>>>>
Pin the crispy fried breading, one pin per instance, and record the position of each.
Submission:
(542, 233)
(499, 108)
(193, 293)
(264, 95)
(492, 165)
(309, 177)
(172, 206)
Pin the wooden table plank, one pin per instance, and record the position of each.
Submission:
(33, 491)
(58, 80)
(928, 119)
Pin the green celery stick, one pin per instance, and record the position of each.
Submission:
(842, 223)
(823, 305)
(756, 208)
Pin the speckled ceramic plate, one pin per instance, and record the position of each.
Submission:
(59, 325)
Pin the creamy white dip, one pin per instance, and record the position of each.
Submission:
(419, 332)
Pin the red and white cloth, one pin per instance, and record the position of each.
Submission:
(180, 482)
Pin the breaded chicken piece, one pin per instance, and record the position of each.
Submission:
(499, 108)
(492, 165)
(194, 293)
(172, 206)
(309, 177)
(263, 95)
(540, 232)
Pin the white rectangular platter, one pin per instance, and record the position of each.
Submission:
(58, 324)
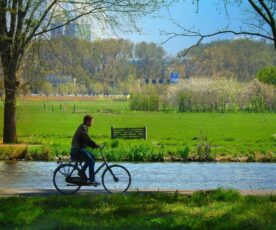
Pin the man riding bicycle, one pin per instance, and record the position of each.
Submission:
(80, 141)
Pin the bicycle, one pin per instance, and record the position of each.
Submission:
(66, 179)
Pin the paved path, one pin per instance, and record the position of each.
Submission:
(47, 192)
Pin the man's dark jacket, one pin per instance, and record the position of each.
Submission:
(81, 138)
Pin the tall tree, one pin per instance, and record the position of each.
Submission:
(23, 20)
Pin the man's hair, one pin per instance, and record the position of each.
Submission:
(87, 118)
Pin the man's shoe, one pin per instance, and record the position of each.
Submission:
(94, 183)
(82, 175)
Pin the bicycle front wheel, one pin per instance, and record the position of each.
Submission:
(116, 178)
(60, 178)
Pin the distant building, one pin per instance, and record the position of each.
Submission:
(73, 30)
(57, 80)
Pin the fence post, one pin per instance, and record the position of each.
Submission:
(145, 133)
(112, 134)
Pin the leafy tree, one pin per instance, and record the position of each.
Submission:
(23, 20)
(267, 75)
(47, 88)
(149, 60)
(230, 59)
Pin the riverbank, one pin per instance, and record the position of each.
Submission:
(139, 153)
(47, 128)
(218, 209)
(50, 192)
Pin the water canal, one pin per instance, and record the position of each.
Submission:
(38, 175)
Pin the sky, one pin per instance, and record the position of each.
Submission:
(211, 16)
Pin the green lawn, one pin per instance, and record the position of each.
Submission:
(220, 209)
(230, 135)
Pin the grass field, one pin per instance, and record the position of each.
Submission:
(219, 209)
(171, 135)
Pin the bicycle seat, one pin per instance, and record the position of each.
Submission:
(76, 157)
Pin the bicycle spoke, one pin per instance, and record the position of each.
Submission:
(60, 177)
(116, 179)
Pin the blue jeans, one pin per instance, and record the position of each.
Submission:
(89, 159)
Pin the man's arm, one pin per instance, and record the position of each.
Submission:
(88, 141)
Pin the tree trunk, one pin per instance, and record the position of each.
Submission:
(9, 134)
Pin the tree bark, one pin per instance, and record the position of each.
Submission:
(9, 134)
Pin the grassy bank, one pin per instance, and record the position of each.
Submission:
(220, 209)
(47, 126)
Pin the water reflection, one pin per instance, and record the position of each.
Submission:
(154, 175)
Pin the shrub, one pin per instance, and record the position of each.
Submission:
(267, 75)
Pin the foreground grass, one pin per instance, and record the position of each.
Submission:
(220, 209)
(171, 135)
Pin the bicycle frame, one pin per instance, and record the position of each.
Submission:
(98, 169)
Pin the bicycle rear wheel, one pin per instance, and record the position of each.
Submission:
(60, 178)
(116, 178)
<<<<
_PROBLEM STATEMENT_
Wherever a picture appears in the records above, skip it and retype everything else exactly.

_ANSWER FOR THE TASK_
Pin the crispy fried breading, one pin per instance, and record the position of each.
Submission:
(542, 233)
(499, 108)
(193, 293)
(264, 95)
(492, 165)
(309, 177)
(172, 206)
Pin the wooden table plank, one pin per instance, and record the position of each.
Submission:
(33, 491)
(58, 80)
(928, 119)
Pin the green celery stick, one pin per instance, and record the position of each.
Submission:
(842, 223)
(823, 305)
(756, 208)
Pin the speckled ceramic plate, one pin per instance, and record the position of each.
Submission:
(59, 325)
Pin the creamy white dip, one pin per instance, and record the position of each.
Submission:
(419, 332)
Pin the red and white cloth, one pin per instance, and record the position of each.
Submission:
(180, 482)
Pin the breaded chicken piece, one pin per instance, and record the position of each.
Submission:
(499, 108)
(492, 165)
(194, 293)
(172, 206)
(309, 177)
(263, 95)
(540, 232)
Pin the white rectangular platter, one pin per instance, and record the position of each.
Submission:
(58, 324)
Pin the man riding bicycle, one pin per instance, and record the position of each.
Submission:
(80, 141)
Pin the bicycle, one pin per instance, and record the position of each.
Submission:
(66, 179)
Pin the paved path, one pin per instance, and record the position of each.
Submission:
(47, 192)
Pin the man's dark jacket, one pin per instance, and record the position of each.
Submission:
(81, 138)
Pin the tall tree, one pin per instance, and record the position of each.
Submission:
(23, 20)
Pin the man's hair, one pin per instance, and record the position of each.
Submission:
(87, 118)
Pin the man's shoe, one pin per instance, and record the position of each.
Submission:
(94, 183)
(82, 175)
Pin the bicycle front wheel, one pin per instance, and record the position of each.
Submission:
(116, 178)
(60, 178)
Pin the distant building, one pin per instance, and record the position of each.
Submission:
(73, 30)
(57, 80)
Pin the fence post, one pin per instance, and record the position of each.
Submission:
(145, 133)
(112, 134)
Pin the leafy tree, one pin per instance, and record the position of each.
Submission:
(23, 20)
(267, 75)
(47, 88)
(149, 60)
(230, 59)
Pin the riverbank, one pin per instance, and record the position of each.
Submission:
(139, 153)
(47, 128)
(218, 209)
(50, 192)
Pin the water canal, one pin per instance, and record the position of each.
Submission:
(38, 175)
Pin the sky, one pin per instance, and record the position of each.
Submission:
(211, 16)
Pin the green lawn, one pin per instance, and record the position of each.
Submission:
(220, 209)
(230, 135)
Pin the grass field, one pin per instance, and record the position of each.
Submission:
(219, 209)
(171, 135)
Pin the bicycle seat, one pin per instance, and record the position of each.
Submission:
(76, 157)
Pin the bicycle spoke, one pin per instance, and record the position of each.
Submission:
(60, 177)
(116, 179)
Pin the blue jeans, one pin per instance, and record the position of each.
Submission:
(89, 159)
Pin the man's arm, one pin per instance, and record the position of each.
Submission:
(88, 141)
Pin the tree trunk, one pin per instance, and record the position of each.
Submission:
(9, 134)
Pin the tree bark, one pin per instance, and record the position of each.
Submission:
(9, 134)
Pin the grassy bank, one pin per instance, and record the position of each.
Submission:
(220, 209)
(47, 126)
Pin the water reflection, one pin per instance, and record the position of each.
Submission:
(154, 175)
Pin the shrub, one pin per instance, and record the position of each.
Submission:
(267, 75)
Pin the foreground grass, one pin per instance, and record the position of each.
Submission:
(220, 209)
(171, 135)
Pin the bicycle frame, one pin per instance, and record the position of each.
Submission:
(98, 169)
Pin the bicycle rear wheel, one pin per instance, and record the position of each.
Submission:
(60, 178)
(116, 178)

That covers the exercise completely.